(Rows from a box-labeling dataset)
━━━

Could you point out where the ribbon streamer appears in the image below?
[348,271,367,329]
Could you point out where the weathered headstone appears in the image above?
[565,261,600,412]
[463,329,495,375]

━━━

Requirement: Reproduce every line of the records above, requests included, shifting each bounding-box coordinate in the answers by adding 54 to it.

Correct output:
Could you point out where the ribbon streamer appears in the image below?
[402,325,421,383]
Could you point out where the weathered headstone appears in the image above?
[619,315,654,466]
[517,383,549,429]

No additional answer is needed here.